* BEGIN Record set *
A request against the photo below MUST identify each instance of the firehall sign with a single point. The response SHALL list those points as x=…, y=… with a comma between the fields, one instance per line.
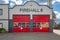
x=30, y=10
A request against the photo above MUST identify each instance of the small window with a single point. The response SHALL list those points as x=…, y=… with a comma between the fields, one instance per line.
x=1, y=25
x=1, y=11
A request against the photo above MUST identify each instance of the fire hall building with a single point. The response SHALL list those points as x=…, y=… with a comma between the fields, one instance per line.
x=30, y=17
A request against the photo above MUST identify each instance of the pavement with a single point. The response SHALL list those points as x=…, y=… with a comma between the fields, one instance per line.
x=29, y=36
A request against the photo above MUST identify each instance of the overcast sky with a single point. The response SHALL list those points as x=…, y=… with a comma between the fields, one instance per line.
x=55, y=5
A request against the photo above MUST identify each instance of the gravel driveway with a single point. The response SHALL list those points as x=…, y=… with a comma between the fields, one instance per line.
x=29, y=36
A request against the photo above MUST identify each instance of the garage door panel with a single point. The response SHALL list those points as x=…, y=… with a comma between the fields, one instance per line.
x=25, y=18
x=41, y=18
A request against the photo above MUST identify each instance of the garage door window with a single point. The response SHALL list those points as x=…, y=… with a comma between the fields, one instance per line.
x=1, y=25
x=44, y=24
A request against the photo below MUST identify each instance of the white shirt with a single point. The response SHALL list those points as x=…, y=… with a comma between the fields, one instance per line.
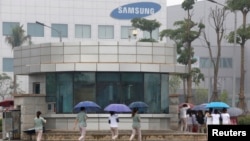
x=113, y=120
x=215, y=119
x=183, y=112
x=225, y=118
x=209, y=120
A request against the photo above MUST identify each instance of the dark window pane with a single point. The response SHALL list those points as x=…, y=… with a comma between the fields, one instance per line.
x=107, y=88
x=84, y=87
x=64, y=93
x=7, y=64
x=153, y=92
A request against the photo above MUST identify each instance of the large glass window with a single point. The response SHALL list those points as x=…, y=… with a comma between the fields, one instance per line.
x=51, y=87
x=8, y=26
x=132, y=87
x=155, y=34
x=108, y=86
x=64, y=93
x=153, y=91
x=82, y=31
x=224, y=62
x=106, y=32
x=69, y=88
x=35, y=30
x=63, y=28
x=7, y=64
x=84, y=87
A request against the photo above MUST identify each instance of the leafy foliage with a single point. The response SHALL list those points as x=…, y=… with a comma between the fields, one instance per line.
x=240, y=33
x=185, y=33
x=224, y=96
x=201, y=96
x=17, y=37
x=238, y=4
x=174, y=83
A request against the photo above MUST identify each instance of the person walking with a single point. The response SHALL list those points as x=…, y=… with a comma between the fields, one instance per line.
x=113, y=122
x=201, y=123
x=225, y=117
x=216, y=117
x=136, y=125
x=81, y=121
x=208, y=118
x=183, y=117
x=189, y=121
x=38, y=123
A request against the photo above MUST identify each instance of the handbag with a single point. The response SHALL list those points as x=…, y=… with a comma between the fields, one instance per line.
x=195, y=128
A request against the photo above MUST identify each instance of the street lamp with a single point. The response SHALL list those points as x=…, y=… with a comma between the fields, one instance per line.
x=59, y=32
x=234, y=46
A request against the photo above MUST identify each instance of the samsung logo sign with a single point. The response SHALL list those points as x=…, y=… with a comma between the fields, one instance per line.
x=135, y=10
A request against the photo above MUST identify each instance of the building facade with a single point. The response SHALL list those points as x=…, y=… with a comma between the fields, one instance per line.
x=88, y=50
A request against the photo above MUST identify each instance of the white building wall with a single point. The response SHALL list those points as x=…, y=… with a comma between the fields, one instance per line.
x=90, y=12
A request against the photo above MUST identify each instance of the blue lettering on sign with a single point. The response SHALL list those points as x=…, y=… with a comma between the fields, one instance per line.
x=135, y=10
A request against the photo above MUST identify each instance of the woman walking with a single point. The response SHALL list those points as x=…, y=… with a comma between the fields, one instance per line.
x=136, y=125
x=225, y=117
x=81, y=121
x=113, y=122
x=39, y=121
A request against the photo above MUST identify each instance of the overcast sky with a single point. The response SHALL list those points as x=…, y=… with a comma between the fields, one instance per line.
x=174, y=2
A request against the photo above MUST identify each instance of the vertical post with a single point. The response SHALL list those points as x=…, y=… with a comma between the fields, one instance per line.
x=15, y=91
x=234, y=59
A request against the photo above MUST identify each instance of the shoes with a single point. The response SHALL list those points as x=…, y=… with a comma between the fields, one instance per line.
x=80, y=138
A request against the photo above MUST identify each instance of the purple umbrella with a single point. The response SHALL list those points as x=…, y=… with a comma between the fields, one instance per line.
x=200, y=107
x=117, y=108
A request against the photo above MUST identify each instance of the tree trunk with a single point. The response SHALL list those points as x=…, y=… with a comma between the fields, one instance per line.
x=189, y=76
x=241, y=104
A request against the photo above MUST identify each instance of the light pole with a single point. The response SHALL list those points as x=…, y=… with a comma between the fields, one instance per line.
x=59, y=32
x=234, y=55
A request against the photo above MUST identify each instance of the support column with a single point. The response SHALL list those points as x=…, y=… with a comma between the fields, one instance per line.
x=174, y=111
* END Record set *
* BEGIN Record set *
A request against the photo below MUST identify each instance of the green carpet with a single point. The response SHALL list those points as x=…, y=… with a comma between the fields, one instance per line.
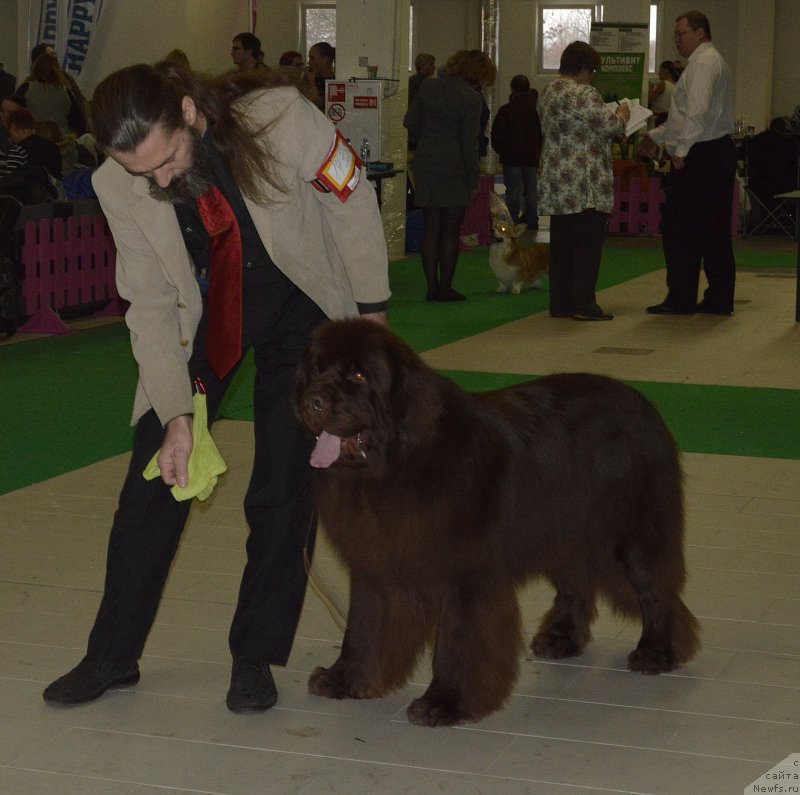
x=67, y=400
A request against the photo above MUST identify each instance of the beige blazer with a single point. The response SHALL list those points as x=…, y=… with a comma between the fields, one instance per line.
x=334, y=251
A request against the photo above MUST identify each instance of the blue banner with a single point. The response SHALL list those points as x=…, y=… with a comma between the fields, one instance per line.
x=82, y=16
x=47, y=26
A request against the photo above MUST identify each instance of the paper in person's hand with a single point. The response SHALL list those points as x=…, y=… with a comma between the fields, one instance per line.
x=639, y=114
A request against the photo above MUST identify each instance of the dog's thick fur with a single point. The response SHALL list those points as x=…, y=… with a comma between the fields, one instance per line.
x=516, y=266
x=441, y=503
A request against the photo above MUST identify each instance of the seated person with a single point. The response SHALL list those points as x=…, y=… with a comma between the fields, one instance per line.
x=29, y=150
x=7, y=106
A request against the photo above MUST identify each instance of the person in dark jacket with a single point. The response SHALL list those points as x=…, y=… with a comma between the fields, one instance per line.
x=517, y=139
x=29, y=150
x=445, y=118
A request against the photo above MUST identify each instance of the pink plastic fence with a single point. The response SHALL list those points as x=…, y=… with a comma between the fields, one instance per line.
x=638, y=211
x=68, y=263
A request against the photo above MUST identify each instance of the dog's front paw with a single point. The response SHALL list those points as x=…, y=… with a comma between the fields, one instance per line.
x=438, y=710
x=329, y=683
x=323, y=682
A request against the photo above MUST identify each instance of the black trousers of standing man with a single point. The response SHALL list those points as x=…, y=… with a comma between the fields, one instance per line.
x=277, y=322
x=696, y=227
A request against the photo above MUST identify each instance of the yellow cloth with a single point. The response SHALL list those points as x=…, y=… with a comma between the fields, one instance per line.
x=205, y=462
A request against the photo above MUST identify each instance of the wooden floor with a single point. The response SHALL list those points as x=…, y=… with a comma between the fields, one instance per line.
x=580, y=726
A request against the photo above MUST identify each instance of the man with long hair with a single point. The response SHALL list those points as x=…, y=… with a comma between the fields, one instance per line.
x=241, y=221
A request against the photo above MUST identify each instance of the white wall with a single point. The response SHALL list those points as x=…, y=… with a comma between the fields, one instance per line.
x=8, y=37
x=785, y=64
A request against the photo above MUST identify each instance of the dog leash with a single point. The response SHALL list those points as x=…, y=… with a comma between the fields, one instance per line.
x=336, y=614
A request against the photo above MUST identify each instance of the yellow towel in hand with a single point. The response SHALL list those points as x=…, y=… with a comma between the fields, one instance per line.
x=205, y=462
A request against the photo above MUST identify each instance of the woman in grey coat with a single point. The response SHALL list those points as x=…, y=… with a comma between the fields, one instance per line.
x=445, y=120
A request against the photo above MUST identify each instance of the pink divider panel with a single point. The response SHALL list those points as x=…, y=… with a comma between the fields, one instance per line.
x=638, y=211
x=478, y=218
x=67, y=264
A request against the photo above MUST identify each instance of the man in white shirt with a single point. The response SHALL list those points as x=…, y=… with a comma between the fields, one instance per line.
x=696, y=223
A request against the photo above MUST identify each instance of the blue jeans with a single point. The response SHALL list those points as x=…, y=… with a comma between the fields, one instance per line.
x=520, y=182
* END Record set *
Task brief —
Convert the lines above, from the line with "the person walking" to the line with "x=38, y=123", into a numbered list, omitting any blank lines.

Final result —
1. A request against the photo above MUST identify each instance of the person walking with a single point. The response SHALL list those points as x=…, y=… with a comma between the fields, one instance per line.
2. x=113, y=122
3. x=201, y=123
4. x=225, y=117
5. x=216, y=117
6. x=136, y=125
7. x=81, y=121
8. x=208, y=118
9. x=183, y=117
10. x=189, y=121
11. x=38, y=123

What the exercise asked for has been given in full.